__Exercise 1__: In the excerpt on the ILP approach, write out the passage starting at "This isn't necessarily" and ending at "solves rather quickly.", replacing "cutting stock problems" with "bin packing problems".
__Exercise 2__: According to the excerpt on the ILP approach, which solver does the implementation use?

As mentioned in the comments, this is approachable via a ILP (Integer Linear Program). The below produces 61 products, the optimal solution with little waste. Likely because this is a contrived set of data.

This implementation uses the highs solver and the pyomo linear programming framework

This isn't necessarily a good "generalizable" approach to these problems which can be a bit more complex and use other ILP techniques similar to cutting stock problems, but it works in this case and solves rather quickly.

Code:

import pyomo.environ as pyo

### DATA ###

on_hand_inventory = {60: 370, 66: 180, 70: 752, 74: 97, 76: 5, 77: 11, 80: 40}

inventory = {}
lengths = {}
for k, v in on_hand_inventory.items():
    name = f"stock-{k}"
    inventory[name] = v
    lengths[name] = k

### MODEL ###
m = pyo.ConcreteModel()

reasonable_upper_production_limit = 100

### SETS ###
m.I = pyo.Set(initialize=list(inventory.keys()), doc="Inventory")

__Data listing__:
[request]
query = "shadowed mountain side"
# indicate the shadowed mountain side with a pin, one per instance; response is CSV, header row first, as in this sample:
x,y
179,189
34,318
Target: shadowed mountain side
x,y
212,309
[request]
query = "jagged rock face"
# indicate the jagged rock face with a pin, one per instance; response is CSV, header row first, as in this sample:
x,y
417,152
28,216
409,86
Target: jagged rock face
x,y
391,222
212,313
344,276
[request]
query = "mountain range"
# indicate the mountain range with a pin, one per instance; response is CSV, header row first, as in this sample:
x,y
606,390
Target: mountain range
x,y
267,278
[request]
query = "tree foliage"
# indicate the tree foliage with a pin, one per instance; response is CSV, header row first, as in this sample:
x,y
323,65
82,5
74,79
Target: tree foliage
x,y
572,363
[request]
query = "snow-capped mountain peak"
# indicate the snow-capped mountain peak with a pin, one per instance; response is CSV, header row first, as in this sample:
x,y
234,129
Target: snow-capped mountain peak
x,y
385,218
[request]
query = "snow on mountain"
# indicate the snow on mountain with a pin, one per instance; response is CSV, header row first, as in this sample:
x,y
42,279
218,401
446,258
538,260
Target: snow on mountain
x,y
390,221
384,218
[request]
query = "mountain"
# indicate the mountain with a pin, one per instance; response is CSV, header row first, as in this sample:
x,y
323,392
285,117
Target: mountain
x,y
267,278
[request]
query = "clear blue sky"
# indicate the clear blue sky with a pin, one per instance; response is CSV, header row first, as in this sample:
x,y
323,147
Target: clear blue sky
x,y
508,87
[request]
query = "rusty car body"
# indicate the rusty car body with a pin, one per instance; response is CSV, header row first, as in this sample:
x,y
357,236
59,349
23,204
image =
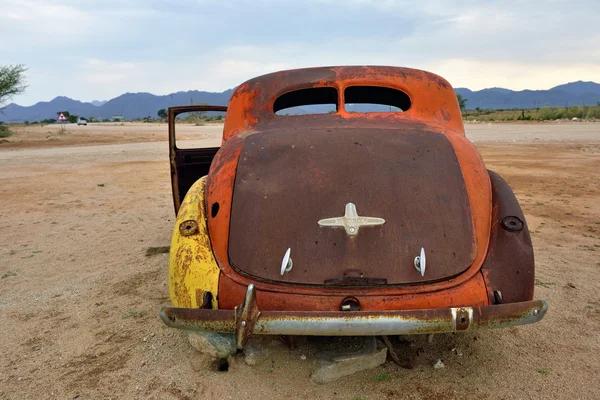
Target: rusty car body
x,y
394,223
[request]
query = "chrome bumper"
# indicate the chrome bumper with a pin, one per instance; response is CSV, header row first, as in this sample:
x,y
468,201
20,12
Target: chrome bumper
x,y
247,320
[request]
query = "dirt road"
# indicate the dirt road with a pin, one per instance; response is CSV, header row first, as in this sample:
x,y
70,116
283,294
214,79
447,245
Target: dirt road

---

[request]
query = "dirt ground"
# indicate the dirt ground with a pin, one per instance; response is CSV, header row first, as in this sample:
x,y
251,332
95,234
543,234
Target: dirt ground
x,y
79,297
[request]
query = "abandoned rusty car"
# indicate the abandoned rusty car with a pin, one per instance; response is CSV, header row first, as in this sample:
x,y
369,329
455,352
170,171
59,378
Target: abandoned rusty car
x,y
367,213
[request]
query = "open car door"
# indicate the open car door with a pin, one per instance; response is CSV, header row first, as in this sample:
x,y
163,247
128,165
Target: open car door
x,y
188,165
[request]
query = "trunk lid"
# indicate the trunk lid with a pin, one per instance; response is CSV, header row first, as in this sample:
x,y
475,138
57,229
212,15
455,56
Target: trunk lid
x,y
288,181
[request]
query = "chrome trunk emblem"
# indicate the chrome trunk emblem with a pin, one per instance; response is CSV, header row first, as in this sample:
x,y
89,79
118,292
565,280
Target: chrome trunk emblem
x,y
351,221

__Complete output 1__:
This isn't necessarily a good "generalizable" approach to these problems which can be a bit more complex and use other ILP techniques similar to bin packing problems, but it works in this case and solves rather quickly.

__Complete output 2__: The highs solver.